### WHAT IS NEEDED
Could you reproduce the records character for character, from their first line through the line containing "414 367 L 441", including that line?

### DATA FOR THIS TASK

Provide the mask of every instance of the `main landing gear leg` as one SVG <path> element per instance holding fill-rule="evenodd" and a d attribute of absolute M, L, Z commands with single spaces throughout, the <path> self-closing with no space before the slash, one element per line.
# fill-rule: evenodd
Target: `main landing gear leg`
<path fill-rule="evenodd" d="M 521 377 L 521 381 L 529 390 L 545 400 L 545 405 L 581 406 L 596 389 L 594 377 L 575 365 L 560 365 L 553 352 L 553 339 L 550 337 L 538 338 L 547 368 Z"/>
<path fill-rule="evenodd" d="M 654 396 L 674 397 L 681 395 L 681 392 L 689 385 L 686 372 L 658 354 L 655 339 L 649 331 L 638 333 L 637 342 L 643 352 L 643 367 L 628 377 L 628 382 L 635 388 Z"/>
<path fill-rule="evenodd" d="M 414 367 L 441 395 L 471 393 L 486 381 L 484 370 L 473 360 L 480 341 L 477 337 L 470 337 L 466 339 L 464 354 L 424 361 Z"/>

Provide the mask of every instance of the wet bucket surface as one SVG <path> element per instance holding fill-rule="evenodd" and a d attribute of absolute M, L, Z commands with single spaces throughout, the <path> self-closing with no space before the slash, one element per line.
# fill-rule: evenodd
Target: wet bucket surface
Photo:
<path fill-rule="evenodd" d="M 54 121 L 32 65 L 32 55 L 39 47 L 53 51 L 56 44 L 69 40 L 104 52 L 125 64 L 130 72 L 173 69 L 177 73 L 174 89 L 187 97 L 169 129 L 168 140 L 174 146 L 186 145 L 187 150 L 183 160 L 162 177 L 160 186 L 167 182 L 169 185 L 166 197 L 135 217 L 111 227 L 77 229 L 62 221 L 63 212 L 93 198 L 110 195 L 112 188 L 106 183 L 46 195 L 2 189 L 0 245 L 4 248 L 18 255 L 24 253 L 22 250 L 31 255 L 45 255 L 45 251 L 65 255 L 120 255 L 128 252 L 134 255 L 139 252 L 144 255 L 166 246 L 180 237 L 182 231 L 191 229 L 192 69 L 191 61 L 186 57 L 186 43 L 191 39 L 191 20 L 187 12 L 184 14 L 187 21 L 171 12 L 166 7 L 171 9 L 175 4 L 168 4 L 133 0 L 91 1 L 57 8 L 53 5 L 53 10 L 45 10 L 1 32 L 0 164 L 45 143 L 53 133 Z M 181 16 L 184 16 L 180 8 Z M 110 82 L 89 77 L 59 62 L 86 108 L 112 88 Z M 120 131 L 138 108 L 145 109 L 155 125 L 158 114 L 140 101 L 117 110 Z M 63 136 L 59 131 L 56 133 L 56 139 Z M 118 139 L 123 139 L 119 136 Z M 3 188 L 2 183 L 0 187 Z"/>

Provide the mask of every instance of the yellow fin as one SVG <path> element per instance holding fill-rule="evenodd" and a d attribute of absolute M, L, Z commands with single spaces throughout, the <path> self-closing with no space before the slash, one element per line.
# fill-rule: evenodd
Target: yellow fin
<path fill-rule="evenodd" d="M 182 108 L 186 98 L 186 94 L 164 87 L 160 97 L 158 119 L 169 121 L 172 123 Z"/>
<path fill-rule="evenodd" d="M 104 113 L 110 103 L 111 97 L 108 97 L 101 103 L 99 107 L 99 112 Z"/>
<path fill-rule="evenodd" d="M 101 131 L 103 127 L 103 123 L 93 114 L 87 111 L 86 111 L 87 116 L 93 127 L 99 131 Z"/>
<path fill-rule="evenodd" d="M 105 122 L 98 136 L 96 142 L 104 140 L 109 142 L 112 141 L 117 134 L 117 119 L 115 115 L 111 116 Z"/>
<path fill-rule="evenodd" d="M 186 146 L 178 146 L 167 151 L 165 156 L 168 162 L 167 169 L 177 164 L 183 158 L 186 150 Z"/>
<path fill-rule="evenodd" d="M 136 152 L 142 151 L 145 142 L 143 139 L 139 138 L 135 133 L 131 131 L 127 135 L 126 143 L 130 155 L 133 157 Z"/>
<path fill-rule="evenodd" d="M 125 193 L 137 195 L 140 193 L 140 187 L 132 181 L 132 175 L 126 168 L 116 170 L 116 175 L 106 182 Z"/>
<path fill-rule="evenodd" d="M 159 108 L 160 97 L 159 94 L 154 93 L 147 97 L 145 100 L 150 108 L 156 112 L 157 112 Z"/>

### REPLY TO THE EXERCISE
Provide the mask of every instance of the `main landing gear leg` as one SVG <path> element per instance holding fill-rule="evenodd" and a d attribute of absolute M, L, Z commands with single spaces throughout, the <path> self-closing with no space before the slash, one element per line.
# fill-rule: evenodd
Target: `main landing gear leg`
<path fill-rule="evenodd" d="M 521 377 L 521 381 L 529 390 L 545 400 L 545 405 L 581 406 L 596 389 L 594 377 L 575 365 L 560 365 L 553 352 L 553 339 L 550 337 L 538 338 L 547 368 Z"/>
<path fill-rule="evenodd" d="M 654 396 L 674 397 L 681 395 L 681 392 L 689 385 L 686 372 L 658 354 L 655 339 L 649 331 L 638 333 L 637 342 L 643 352 L 643 367 L 628 377 L 628 382 L 635 388 Z"/>
<path fill-rule="evenodd" d="M 414 367 L 441 395 L 471 393 L 486 381 L 484 370 L 473 360 L 480 341 L 477 337 L 470 337 L 466 339 L 464 354 L 424 361 Z"/>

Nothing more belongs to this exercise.